------ EXTRACT TO READ ------

This is the mail archive of the gcc-patches@gcc.gnu.org mailing list for the GCC project.


Index Nav: [Date Index] [Subject Index] [Author Index] [Thread Index]
Message Nav: [Date Prev] [Date Next] [Thread Prev] [Thread Next]
Other format: [Raw text]

Re: PR 23551: why should we coalesce inlined variables?


On Jul  9, 2007, Michael Matz <matz@suse.de> wrote:

> That infrastructure obviously also need to take 
> care to update that side information on transformations affecting it.  
> E.g. when propagating an SSA name holding a backing variable into uses 
> without such, you can merge those associations.

But see, if you just merge them, without any information as to the
point in which the merged variable actually starts holding that value,
you corrupt debug info.  This is the point I still don't see how to
accomplish based on your suggestion.  Are you suggesting that we just
live with this incorrect debug info?  If not, how do you intend to
mark the point of the program in which foo_2 is assigned such that we
can emit debug info for it after it's combined with bar_1?

> If you propagate it into a complicated expression which isn't
> invertible, only then have you broken debug information.

Or if we delete a dead assignment out of values we can't derive from
other locations (e.g., the value returned by a function call).  And
I'm sure there are a number of other cases.  But propagation of foo =
bar; isn't one of these.  We can handle this properly.  My question is
how.  I'm sorry if I'm being dense, but I don't see how your proposal
would enable me to compile the following program with optimization and
debug info, set a breakpoint at (before) the assignment "foo = bar;"

------ INPUT RECORDS ------

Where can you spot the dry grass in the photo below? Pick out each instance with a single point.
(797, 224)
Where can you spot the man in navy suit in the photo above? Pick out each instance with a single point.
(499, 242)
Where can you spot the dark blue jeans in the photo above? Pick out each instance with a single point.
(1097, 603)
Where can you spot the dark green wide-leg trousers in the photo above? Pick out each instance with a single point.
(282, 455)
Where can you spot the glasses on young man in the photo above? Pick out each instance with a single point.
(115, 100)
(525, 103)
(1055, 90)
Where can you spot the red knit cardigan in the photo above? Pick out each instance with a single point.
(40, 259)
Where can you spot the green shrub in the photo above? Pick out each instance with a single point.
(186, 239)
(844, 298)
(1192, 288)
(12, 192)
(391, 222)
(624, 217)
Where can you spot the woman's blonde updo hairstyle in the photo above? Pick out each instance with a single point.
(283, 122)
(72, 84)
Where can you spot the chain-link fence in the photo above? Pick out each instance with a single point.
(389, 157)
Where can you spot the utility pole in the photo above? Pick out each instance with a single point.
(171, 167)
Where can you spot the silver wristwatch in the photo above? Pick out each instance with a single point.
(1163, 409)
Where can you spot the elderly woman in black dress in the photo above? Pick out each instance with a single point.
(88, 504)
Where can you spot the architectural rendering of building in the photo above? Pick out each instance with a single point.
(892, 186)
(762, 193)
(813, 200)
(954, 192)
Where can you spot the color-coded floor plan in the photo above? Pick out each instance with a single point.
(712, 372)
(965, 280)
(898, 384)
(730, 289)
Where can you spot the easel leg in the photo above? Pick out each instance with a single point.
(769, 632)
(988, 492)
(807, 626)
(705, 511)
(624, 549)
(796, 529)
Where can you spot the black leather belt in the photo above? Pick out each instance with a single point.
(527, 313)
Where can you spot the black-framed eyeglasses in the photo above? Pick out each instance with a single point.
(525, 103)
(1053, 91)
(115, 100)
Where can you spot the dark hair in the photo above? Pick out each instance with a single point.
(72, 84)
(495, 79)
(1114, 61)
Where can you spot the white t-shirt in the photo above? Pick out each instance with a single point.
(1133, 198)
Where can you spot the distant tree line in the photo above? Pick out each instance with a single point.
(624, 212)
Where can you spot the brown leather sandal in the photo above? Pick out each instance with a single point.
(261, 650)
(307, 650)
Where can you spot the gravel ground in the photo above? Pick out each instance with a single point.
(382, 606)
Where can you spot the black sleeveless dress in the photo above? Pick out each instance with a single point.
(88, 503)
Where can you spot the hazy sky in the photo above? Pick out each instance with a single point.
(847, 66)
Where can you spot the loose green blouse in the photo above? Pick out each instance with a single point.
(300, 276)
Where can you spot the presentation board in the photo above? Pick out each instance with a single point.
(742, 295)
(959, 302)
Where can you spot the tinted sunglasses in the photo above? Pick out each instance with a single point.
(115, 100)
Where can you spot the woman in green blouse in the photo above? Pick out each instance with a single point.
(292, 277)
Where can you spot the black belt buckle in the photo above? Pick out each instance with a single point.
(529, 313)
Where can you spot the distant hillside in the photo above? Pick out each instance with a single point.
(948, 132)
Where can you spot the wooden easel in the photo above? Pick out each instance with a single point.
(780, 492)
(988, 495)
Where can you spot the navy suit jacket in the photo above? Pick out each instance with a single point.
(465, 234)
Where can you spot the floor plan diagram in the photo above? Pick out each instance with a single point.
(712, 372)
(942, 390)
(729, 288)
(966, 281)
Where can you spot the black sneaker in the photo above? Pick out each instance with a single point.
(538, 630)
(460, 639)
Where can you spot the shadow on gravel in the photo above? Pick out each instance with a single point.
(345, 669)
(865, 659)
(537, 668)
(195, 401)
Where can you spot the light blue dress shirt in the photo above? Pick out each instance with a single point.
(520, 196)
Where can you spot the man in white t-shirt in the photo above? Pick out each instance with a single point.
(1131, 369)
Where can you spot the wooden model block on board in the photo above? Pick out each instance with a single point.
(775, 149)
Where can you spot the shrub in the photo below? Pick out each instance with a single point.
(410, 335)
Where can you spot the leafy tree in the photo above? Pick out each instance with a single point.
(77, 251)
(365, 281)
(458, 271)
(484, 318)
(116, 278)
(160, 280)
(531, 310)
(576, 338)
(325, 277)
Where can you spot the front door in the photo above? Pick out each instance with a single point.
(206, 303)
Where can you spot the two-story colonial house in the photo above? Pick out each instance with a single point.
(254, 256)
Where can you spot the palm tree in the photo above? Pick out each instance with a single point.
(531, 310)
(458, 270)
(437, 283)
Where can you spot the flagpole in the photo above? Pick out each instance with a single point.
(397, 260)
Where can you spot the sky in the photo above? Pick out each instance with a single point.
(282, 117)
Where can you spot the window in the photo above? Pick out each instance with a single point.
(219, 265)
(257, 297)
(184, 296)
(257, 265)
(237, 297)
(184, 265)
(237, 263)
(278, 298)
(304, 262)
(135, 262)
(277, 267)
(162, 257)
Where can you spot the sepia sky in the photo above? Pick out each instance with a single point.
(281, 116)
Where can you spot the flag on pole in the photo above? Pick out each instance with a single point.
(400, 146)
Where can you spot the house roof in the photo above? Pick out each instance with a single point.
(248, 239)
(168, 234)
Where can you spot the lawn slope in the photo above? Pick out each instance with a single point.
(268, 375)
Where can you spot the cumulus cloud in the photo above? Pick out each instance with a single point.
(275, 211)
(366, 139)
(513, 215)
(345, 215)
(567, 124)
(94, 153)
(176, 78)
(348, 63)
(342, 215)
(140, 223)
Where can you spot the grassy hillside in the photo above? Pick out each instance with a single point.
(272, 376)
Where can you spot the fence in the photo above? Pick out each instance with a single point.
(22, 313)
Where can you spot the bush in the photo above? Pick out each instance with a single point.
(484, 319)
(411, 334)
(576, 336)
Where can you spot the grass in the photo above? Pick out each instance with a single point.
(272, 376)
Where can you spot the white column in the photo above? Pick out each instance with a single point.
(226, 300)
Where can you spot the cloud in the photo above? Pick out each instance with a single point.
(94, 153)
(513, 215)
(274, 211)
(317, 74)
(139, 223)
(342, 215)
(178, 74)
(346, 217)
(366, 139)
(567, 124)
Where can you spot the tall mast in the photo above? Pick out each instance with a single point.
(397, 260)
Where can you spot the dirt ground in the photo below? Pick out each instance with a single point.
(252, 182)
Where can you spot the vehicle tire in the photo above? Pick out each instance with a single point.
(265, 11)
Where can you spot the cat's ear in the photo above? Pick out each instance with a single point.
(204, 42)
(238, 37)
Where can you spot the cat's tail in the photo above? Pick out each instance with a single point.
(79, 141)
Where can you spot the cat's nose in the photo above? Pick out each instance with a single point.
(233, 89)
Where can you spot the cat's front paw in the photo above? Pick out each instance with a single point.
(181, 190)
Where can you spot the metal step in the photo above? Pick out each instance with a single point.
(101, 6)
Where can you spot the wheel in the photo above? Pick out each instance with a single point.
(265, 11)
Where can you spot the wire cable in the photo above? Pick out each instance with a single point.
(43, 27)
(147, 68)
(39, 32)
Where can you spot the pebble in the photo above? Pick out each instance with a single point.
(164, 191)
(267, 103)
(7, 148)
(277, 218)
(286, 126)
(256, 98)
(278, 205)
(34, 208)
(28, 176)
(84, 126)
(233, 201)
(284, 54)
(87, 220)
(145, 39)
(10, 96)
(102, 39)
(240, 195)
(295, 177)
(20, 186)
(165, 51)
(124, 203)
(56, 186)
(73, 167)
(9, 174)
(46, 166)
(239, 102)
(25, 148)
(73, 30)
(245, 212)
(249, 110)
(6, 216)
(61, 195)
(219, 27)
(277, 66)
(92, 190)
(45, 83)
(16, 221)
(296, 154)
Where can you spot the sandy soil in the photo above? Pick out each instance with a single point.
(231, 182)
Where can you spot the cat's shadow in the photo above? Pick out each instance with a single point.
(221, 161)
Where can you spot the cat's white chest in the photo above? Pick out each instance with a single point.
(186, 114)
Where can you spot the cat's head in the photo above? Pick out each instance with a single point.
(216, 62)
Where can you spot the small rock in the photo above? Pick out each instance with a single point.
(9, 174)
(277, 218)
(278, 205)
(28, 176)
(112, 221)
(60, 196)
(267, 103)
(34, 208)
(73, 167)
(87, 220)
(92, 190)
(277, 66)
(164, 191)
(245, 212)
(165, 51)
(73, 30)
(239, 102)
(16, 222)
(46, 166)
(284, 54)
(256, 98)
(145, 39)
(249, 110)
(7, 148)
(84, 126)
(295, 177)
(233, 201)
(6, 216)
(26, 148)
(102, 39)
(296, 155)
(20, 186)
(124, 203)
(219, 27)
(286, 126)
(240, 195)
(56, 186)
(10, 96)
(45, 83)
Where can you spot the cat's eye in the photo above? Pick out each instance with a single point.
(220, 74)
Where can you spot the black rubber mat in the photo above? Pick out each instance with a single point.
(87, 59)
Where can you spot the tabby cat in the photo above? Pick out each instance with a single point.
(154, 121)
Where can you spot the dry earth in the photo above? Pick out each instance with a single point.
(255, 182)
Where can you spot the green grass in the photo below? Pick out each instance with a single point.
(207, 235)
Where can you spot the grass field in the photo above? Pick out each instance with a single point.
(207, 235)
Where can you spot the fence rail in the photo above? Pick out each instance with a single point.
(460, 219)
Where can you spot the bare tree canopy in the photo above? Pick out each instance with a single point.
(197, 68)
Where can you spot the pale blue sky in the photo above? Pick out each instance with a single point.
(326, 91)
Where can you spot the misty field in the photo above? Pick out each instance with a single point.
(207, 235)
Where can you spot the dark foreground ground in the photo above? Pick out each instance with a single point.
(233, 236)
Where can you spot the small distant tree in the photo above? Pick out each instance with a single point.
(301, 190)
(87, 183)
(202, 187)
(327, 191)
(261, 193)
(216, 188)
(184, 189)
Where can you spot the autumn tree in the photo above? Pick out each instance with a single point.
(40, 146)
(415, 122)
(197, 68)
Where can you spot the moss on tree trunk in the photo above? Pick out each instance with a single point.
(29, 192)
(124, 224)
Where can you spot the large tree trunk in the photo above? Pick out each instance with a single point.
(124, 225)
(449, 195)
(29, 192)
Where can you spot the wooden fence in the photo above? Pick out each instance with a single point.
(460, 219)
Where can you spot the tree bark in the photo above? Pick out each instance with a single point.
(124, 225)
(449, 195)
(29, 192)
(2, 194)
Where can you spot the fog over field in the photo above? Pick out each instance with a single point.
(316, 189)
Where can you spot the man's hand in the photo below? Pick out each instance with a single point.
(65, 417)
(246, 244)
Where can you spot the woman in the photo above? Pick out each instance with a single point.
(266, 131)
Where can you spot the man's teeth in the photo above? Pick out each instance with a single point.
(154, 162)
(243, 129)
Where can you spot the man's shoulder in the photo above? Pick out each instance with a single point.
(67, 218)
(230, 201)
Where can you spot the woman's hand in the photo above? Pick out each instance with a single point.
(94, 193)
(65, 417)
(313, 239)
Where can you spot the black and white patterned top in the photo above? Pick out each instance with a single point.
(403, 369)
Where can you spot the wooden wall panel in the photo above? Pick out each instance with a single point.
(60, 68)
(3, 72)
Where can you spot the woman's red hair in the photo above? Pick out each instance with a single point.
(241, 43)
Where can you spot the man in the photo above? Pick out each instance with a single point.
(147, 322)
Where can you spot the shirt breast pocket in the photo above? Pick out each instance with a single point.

------

» **DIRECTIVES**:
1. Name the four links on the "Index Nav:" line of the mailing-list message.
2. Pick out every line of the listing that contains the string "navy", matching case exactly.
The mailing-list message and the listing are unrelated material.

» **SOLUTIONS BY TASK**:
1. Date Index, Subject Index, Author Index, Thread Index

2.
Where can you spot the man in navy suit in the photo above? Pick out each instance with a single point.
Where can you spot the navy suit jacket in the photo above? Pick out each instance with a single point.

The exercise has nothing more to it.